Opgave 1:
Rapporteer elke regel uit de vermeldingen hieronder waarin de tekenreeks "below" staat, en neem die regels letterlijk over.

Tekstblok:
Een van de belangrijkste winstpunten van de afgelopen crisis is het feit dat nu aantoonbaar is geworden dat het CDA niet langer verlamd is door een bloedgroepenstrijd. De keuze van Limburg voor Balkenende maakte ook voor de buitenwereld duidelijk wat de meeste van ons binnen de partij al langer wisten: geloofsachtergrond is een factor, maar niet meer dan dat. Het vertrouwen is groot genoeg om een afwijkende bloedgroep geen hindernis meer te laten zijn voor een goede lijst.

Helaas hebben we de blokkade van de bloedgroepen ingeruild voor een bijna net zo gevaarlijke vorm van politieke correctheid. De huidige lijsten worden zeer nauwlettend gewogen op basis van criteria als regio, geslacht, leeftijd, beroep en achtergrond. Voor de kandidatuur van vrouwen en allochtonen worden steeds hardere getalsmatige criteria gehanteerd. Ondernemers moeten erin, jawel, maar meer specialisten ook. Het pleiten van de partijvoorzitter voor meer dertigers in de fractie heeft welhaast onvermijdelijk geleid tot een reactie op basis waarvan ook ouderen nadrukkelijk moesten worden geworven. Het feit dat campagnes meer op basis van voorkeurstemmen kunnen worden gevoerd, versterkt dit effect nog eens twaalfvoudig. Het resulteert in lijsten die eerst tot op de laatste regionale gram worden afgewogen voordat andere criteria een rol gaan spelen. Als we dat allemaal afzetten tegen het feit dat de ledentallen afnemen en dat de politiek nauwelijks meer aantrekkingskracht heeft op de groepen waar van oudsher uit werd gerekruteerd, dan is de spanning compleet. Uit steeds kleinere potjes potentiële kiezers moeten steeds meer briljant veelzijdige kandidaten worden gehaald. Dit is geen probleem dat in de toekomst speelt. De partij heeft er nu al in volle omvang mee te maken. Het feit dat dit keer geen grootschalige verandering van de fractie was beoogd, heeft het effect op de kandidatenlijst van de Tweede Kamer verminderd, maar in de definitieve lijst zijn er wel degelijk sporen van terug te vinden. Ook rondom de samenstelling van het partijbestuur heeft het probleem zich voorgedaan. Al dan niet gecomputeriseerde databestanden met interessante namen lijken daarin uiteindelijk van weinig betekenis te zijn geweest.

Opgave 2:
Neem het stuk van de tekst over het CDA opnieuw op. Begin bij de woorden "Een van de belangrijkste", stop na "een goede lijst." en verwissel daarin "Limburg" voor "Brabant".

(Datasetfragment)
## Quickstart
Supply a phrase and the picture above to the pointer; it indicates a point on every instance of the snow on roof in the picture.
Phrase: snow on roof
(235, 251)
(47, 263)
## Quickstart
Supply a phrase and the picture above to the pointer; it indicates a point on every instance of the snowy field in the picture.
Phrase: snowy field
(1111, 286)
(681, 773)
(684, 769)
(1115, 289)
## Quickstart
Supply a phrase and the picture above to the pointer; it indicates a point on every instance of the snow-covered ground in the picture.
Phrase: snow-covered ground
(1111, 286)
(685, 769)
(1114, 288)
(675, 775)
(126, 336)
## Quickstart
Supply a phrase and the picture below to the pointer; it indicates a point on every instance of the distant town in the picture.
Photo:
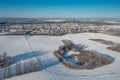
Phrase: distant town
(58, 27)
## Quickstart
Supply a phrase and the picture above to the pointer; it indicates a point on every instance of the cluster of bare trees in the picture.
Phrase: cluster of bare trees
(21, 67)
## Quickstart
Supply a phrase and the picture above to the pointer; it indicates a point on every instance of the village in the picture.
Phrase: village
(57, 28)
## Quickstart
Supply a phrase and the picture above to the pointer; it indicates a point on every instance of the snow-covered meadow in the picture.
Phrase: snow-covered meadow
(52, 68)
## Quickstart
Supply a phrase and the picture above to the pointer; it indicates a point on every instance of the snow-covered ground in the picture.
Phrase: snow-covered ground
(52, 68)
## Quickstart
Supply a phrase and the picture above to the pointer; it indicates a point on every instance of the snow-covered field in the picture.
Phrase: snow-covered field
(52, 68)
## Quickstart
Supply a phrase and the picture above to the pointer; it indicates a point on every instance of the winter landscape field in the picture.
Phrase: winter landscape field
(42, 47)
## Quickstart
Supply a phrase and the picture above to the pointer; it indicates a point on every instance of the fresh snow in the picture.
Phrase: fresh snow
(52, 68)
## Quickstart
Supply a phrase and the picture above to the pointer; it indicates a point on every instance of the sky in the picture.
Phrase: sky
(60, 8)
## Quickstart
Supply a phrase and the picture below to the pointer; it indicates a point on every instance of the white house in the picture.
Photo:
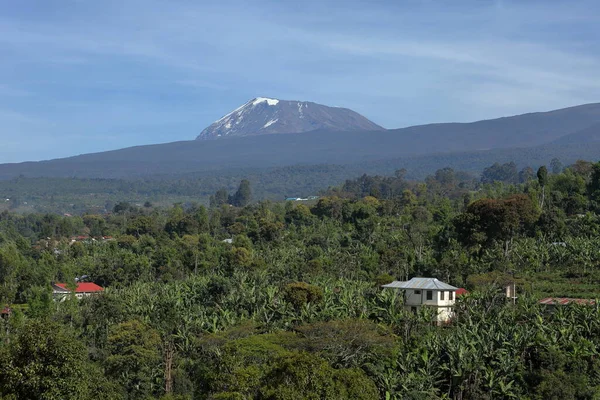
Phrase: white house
(83, 289)
(427, 292)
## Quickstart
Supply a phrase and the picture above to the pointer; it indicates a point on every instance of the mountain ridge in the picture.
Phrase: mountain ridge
(323, 146)
(264, 115)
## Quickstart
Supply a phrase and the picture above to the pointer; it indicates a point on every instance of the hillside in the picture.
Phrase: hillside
(272, 116)
(455, 143)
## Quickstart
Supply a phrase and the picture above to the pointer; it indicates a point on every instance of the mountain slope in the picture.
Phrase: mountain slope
(328, 147)
(268, 116)
(525, 130)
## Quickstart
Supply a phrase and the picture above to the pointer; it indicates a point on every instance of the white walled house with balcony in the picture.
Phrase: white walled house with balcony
(427, 292)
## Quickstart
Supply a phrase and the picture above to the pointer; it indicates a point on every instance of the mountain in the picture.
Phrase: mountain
(587, 135)
(524, 130)
(269, 116)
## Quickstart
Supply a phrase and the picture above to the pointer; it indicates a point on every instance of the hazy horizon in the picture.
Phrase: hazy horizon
(82, 76)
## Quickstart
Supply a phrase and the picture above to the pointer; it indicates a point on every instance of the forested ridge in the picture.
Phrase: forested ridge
(282, 300)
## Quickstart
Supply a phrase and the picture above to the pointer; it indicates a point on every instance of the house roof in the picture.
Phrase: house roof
(566, 300)
(420, 283)
(82, 287)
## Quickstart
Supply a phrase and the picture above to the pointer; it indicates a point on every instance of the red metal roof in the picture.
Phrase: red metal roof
(83, 287)
(566, 300)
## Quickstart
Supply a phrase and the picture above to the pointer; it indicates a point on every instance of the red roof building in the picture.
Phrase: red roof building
(60, 290)
(562, 301)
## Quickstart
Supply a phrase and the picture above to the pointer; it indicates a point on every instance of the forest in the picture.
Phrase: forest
(246, 299)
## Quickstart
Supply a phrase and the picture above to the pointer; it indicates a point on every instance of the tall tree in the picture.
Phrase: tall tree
(542, 175)
(243, 195)
(556, 166)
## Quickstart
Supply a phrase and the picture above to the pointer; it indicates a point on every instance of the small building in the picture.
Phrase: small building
(5, 312)
(83, 289)
(427, 292)
(552, 302)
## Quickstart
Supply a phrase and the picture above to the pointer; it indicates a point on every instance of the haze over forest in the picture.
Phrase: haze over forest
(280, 200)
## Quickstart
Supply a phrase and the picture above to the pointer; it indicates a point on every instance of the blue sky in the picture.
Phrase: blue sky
(80, 76)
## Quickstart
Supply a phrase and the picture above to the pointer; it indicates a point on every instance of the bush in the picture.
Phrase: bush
(300, 293)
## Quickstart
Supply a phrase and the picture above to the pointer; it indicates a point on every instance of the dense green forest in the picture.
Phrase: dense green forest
(242, 299)
(78, 188)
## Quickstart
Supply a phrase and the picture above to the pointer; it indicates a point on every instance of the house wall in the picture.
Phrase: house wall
(444, 307)
(413, 298)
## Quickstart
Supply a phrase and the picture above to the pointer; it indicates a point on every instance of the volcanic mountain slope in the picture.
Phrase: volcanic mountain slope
(458, 145)
(268, 116)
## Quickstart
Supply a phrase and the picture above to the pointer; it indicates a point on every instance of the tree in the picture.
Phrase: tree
(45, 361)
(221, 197)
(134, 357)
(556, 166)
(542, 175)
(504, 173)
(526, 174)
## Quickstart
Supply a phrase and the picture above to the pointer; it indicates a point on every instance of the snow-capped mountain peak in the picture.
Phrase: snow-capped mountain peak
(263, 115)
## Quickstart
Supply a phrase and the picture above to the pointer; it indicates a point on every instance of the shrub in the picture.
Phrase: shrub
(300, 293)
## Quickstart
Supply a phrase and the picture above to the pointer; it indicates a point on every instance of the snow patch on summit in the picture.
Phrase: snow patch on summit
(271, 102)
(271, 122)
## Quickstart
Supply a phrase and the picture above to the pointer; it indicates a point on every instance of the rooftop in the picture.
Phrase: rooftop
(82, 287)
(421, 283)
(566, 300)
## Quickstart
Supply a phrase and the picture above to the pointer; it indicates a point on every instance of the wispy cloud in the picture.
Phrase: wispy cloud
(143, 71)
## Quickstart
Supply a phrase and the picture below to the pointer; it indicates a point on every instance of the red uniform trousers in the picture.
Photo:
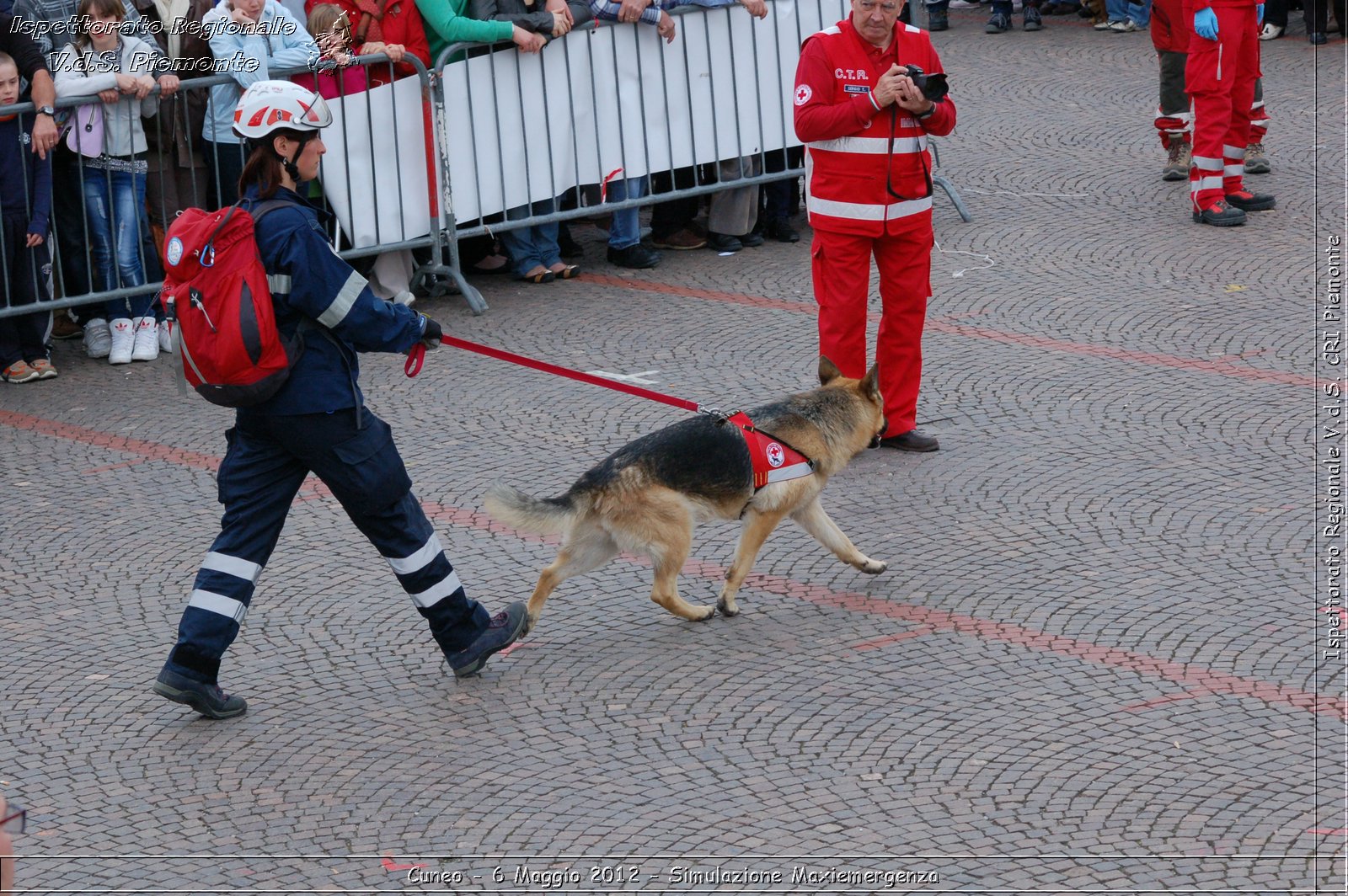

Volledige uitvoer 1:
Supply a phrase and the picture below to the pointer; it indicates a point on every instance of the distant town in the picture.
Supply a phrase and the picture below to the pointer; it indicates a point on every instance of the white house in the picture.
Supply a phrase and the picture below to the pointer; it indicates a point on every instance of the red uniform trousers in the picture.

Volledige uitvoer 2:
Een van de belangrijkste winstpunten van de afgelopen crisis is het feit dat nu aantoonbaar is geworden dat het CDA niet langer verlamd is door een bloedgroepenstrijd. De keuze van Brabant voor Balkenende maakte ook voor de buitenwereld duidelijk wat de meeste van ons binnen de partij al langer wisten: geloofsachtergrond is een factor, maar niet meer dan dat. Het vertrouwen is groot genoeg om een afwijkende bloedgroep geen hindernis meer te laten zijn voor een goede lijst.